[Stored records]
----------------
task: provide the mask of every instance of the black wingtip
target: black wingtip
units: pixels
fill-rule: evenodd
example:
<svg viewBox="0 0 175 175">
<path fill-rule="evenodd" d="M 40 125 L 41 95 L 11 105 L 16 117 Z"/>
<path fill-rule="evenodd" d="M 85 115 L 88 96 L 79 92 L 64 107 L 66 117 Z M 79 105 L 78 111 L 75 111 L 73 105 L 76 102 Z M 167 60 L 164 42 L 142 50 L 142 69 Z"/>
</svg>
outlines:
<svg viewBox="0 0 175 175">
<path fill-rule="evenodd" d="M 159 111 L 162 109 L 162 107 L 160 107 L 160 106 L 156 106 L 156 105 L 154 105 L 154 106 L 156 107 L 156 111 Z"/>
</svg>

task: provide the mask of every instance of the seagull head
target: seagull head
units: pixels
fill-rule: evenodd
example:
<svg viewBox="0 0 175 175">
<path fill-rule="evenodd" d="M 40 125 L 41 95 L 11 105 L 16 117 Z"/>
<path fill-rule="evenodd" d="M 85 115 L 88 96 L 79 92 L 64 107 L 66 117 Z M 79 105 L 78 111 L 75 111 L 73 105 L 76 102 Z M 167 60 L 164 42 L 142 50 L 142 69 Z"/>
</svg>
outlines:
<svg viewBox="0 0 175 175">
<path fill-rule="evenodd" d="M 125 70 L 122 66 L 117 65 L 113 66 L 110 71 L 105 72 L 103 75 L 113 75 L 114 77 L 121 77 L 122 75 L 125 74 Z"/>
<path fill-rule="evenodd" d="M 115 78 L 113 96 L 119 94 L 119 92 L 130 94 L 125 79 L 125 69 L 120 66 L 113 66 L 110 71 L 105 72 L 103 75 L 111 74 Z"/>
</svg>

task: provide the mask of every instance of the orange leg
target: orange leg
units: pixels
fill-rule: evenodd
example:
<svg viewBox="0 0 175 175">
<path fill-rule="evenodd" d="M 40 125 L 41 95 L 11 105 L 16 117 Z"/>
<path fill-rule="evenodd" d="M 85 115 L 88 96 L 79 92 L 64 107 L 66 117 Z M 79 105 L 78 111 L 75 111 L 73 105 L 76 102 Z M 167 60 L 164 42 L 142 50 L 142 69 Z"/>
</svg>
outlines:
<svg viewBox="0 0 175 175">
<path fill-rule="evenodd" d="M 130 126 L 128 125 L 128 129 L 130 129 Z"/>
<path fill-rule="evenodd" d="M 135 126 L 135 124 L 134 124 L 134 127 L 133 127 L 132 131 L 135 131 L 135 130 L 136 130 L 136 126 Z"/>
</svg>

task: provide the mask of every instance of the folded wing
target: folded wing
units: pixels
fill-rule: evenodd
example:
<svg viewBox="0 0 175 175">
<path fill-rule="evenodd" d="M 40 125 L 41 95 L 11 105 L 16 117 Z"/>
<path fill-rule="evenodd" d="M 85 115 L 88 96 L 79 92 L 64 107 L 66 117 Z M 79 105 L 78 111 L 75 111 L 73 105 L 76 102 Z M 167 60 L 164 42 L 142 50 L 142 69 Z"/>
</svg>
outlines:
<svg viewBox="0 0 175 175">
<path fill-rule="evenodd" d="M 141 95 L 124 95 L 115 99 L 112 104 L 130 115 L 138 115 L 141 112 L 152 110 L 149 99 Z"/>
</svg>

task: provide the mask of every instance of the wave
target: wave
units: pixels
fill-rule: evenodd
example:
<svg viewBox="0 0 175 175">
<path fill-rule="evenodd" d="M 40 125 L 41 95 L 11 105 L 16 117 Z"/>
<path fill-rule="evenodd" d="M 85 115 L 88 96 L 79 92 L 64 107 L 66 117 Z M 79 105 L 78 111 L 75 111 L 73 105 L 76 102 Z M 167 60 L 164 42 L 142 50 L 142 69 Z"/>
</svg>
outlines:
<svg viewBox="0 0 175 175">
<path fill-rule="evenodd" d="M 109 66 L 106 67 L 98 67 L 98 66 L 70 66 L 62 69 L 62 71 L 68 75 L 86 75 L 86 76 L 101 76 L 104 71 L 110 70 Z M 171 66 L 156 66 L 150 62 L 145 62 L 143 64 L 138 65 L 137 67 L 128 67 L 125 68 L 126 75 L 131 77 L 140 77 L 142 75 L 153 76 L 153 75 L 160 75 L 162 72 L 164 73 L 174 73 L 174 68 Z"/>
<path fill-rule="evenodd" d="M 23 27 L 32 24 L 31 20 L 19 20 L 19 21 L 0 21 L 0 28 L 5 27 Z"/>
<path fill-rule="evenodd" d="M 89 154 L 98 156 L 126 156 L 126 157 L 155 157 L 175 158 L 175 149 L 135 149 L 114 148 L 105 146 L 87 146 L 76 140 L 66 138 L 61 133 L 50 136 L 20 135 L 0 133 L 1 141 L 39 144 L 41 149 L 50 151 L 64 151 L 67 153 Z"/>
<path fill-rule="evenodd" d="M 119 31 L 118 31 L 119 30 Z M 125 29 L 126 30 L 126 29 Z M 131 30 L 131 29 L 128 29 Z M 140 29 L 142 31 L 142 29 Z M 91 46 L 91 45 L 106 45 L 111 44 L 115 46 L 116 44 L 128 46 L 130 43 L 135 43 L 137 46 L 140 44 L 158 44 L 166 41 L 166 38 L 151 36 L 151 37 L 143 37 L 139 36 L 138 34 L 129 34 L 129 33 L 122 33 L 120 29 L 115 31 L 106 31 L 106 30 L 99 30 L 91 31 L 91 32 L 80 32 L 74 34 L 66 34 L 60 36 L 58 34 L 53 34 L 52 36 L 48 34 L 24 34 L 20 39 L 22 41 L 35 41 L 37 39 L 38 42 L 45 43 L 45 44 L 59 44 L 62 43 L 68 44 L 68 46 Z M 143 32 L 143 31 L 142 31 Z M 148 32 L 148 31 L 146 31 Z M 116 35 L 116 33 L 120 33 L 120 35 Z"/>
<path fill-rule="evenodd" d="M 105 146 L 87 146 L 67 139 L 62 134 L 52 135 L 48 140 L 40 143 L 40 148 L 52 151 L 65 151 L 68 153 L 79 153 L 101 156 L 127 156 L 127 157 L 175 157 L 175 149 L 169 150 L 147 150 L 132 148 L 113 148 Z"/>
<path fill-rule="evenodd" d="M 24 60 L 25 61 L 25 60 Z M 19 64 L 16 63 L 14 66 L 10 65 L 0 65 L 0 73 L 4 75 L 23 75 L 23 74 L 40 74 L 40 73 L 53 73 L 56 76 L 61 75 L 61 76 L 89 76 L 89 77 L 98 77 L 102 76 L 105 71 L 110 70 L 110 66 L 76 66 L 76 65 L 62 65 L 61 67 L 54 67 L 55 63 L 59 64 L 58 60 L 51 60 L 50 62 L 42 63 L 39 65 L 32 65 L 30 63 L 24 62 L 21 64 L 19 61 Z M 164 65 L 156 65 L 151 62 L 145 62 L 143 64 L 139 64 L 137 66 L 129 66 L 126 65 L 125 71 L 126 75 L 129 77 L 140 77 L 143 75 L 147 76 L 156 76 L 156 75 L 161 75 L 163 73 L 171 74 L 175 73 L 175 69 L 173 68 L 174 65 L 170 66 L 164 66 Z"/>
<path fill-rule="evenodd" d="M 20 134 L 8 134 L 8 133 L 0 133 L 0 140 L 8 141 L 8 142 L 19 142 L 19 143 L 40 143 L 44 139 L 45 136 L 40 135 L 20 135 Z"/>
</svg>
----------------
* **What the task asks**
Extract each entry in full and write it down exactly.

* **Answer to this exercise**
task: provide the mask of every instance of the black wingtip
target: black wingtip
units: pixels
fill-rule: evenodd
example:
<svg viewBox="0 0 175 175">
<path fill-rule="evenodd" d="M 40 125 L 41 95 L 11 105 L 16 117 Z"/>
<path fill-rule="evenodd" d="M 85 115 L 88 96 L 79 92 L 64 107 L 66 117 Z M 79 105 L 78 111 L 75 111 L 73 105 L 76 102 Z M 167 60 L 164 42 L 142 50 L 142 69 Z"/>
</svg>
outlines:
<svg viewBox="0 0 175 175">
<path fill-rule="evenodd" d="M 159 111 L 162 109 L 162 107 L 160 107 L 160 106 L 156 106 L 156 105 L 154 105 L 154 106 L 156 107 L 156 111 Z"/>
</svg>

task: provide the mask of every instance of the seagull head
target: seagull head
units: pixels
fill-rule: evenodd
example:
<svg viewBox="0 0 175 175">
<path fill-rule="evenodd" d="M 40 125 L 41 95 L 11 105 L 16 117 Z"/>
<path fill-rule="evenodd" d="M 85 115 L 88 96 L 79 92 L 64 107 L 66 117 Z M 79 105 L 78 111 L 75 111 L 73 105 L 76 102 Z M 167 60 L 164 42 L 142 50 L 142 69 Z"/>
</svg>
outlines:
<svg viewBox="0 0 175 175">
<path fill-rule="evenodd" d="M 125 70 L 122 66 L 117 65 L 113 66 L 110 71 L 105 72 L 103 75 L 113 75 L 114 77 L 121 77 L 122 75 L 125 74 Z"/>
<path fill-rule="evenodd" d="M 115 78 L 113 96 L 119 94 L 119 92 L 130 94 L 125 79 L 125 69 L 120 66 L 113 66 L 110 71 L 105 72 L 103 75 L 111 74 Z"/>
</svg>

task: provide the mask of every instance of the orange leg
target: orange leg
units: pixels
fill-rule: evenodd
example:
<svg viewBox="0 0 175 175">
<path fill-rule="evenodd" d="M 40 125 L 41 95 L 11 105 L 16 117 Z"/>
<path fill-rule="evenodd" d="M 85 115 L 88 96 L 79 92 L 64 107 L 66 117 Z M 79 105 L 78 111 L 75 111 L 73 105 L 76 102 Z M 167 60 L 164 42 L 142 50 L 142 69 Z"/>
</svg>
outlines:
<svg viewBox="0 0 175 175">
<path fill-rule="evenodd" d="M 130 126 L 128 125 L 128 129 L 130 129 Z"/>
<path fill-rule="evenodd" d="M 135 126 L 135 124 L 134 124 L 134 127 L 133 127 L 132 131 L 135 131 L 135 130 L 136 130 L 136 126 Z"/>
</svg>

task: provide the mask of every instance of the folded wing
target: folded wing
units: pixels
fill-rule: evenodd
example:
<svg viewBox="0 0 175 175">
<path fill-rule="evenodd" d="M 40 125 L 41 95 L 11 105 L 16 117 Z"/>
<path fill-rule="evenodd" d="M 85 115 L 88 96 L 79 92 L 64 107 L 66 117 Z M 79 105 L 78 111 L 75 111 L 73 105 L 76 102 Z M 167 60 L 164 42 L 142 50 L 142 69 Z"/>
</svg>
outlines:
<svg viewBox="0 0 175 175">
<path fill-rule="evenodd" d="M 141 95 L 124 95 L 115 99 L 112 104 L 130 115 L 138 115 L 141 112 L 152 110 L 149 99 Z"/>
</svg>

task: provide the mask of every instance of the wave
target: wave
units: pixels
fill-rule: evenodd
example:
<svg viewBox="0 0 175 175">
<path fill-rule="evenodd" d="M 40 125 L 41 95 L 11 105 L 16 117 Z"/>
<path fill-rule="evenodd" d="M 85 115 L 88 96 L 79 92 L 64 107 L 66 117 Z M 79 105 L 78 111 L 75 111 L 73 105 L 76 102 Z M 167 60 L 164 42 L 142 50 L 142 69 Z"/>
</svg>
outlines:
<svg viewBox="0 0 175 175">
<path fill-rule="evenodd" d="M 109 66 L 106 67 L 98 67 L 98 66 L 70 66 L 62 69 L 62 71 L 68 75 L 86 75 L 86 76 L 101 76 L 104 71 L 110 70 Z M 171 66 L 156 66 L 150 62 L 145 62 L 143 64 L 138 65 L 137 67 L 128 67 L 125 68 L 126 75 L 131 77 L 140 77 L 142 75 L 153 76 L 153 75 L 160 75 L 162 72 L 164 73 L 174 73 L 174 68 Z"/>
<path fill-rule="evenodd" d="M 23 27 L 32 24 L 31 20 L 19 20 L 19 21 L 0 21 L 0 28 L 5 27 Z"/>
<path fill-rule="evenodd" d="M 89 154 L 98 156 L 126 156 L 126 157 L 155 157 L 175 158 L 175 149 L 135 149 L 114 148 L 105 146 L 87 146 L 76 140 L 66 138 L 61 133 L 50 136 L 20 135 L 0 133 L 1 141 L 39 144 L 41 149 L 50 151 L 64 151 L 67 153 Z"/>
<path fill-rule="evenodd" d="M 119 31 L 118 31 L 119 30 Z M 125 29 L 126 30 L 126 29 Z M 131 30 L 131 29 L 128 29 Z M 140 29 L 142 31 L 142 29 Z M 91 46 L 91 45 L 106 45 L 111 44 L 115 46 L 116 44 L 128 46 L 130 43 L 135 43 L 137 46 L 140 44 L 158 44 L 166 41 L 166 38 L 151 36 L 151 37 L 143 37 L 139 36 L 138 34 L 129 34 L 129 33 L 122 33 L 120 29 L 115 31 L 106 31 L 106 30 L 99 30 L 91 31 L 91 32 L 80 32 L 74 34 L 66 34 L 60 36 L 58 34 L 53 34 L 52 36 L 48 34 L 24 34 L 20 39 L 22 41 L 35 41 L 37 39 L 38 42 L 45 43 L 45 44 L 59 44 L 62 43 L 68 44 L 68 46 Z M 143 32 L 143 31 L 142 31 Z M 148 32 L 148 31 L 146 31 Z M 116 35 L 116 33 L 120 33 L 120 35 Z"/>
<path fill-rule="evenodd" d="M 105 146 L 87 146 L 67 139 L 62 134 L 52 135 L 48 140 L 40 143 L 40 148 L 52 151 L 65 151 L 68 153 L 79 153 L 101 156 L 127 156 L 127 157 L 175 157 L 175 149 L 169 150 L 147 150 L 132 148 L 113 148 Z"/>
<path fill-rule="evenodd" d="M 24 60 L 25 61 L 25 60 Z M 19 64 L 16 63 L 14 66 L 10 65 L 0 65 L 0 73 L 4 75 L 23 75 L 23 74 L 40 74 L 40 73 L 53 73 L 56 76 L 61 75 L 61 76 L 89 76 L 89 77 L 98 77 L 102 76 L 105 71 L 110 70 L 110 66 L 76 66 L 76 65 L 62 65 L 61 67 L 54 67 L 55 63 L 59 64 L 58 60 L 51 60 L 50 62 L 42 63 L 39 65 L 32 65 L 30 63 L 24 62 L 21 64 L 19 61 Z M 164 65 L 156 65 L 151 62 L 145 62 L 143 64 L 139 64 L 137 66 L 129 66 L 126 65 L 125 71 L 126 75 L 129 77 L 140 77 L 143 75 L 147 76 L 156 76 L 156 75 L 161 75 L 163 73 L 171 74 L 175 73 L 175 69 L 173 68 L 174 65 L 170 66 L 164 66 Z"/>
<path fill-rule="evenodd" d="M 20 134 L 8 134 L 8 133 L 0 133 L 0 140 L 8 141 L 8 142 L 19 142 L 19 143 L 40 143 L 44 139 L 45 136 L 40 135 L 20 135 Z"/>
</svg>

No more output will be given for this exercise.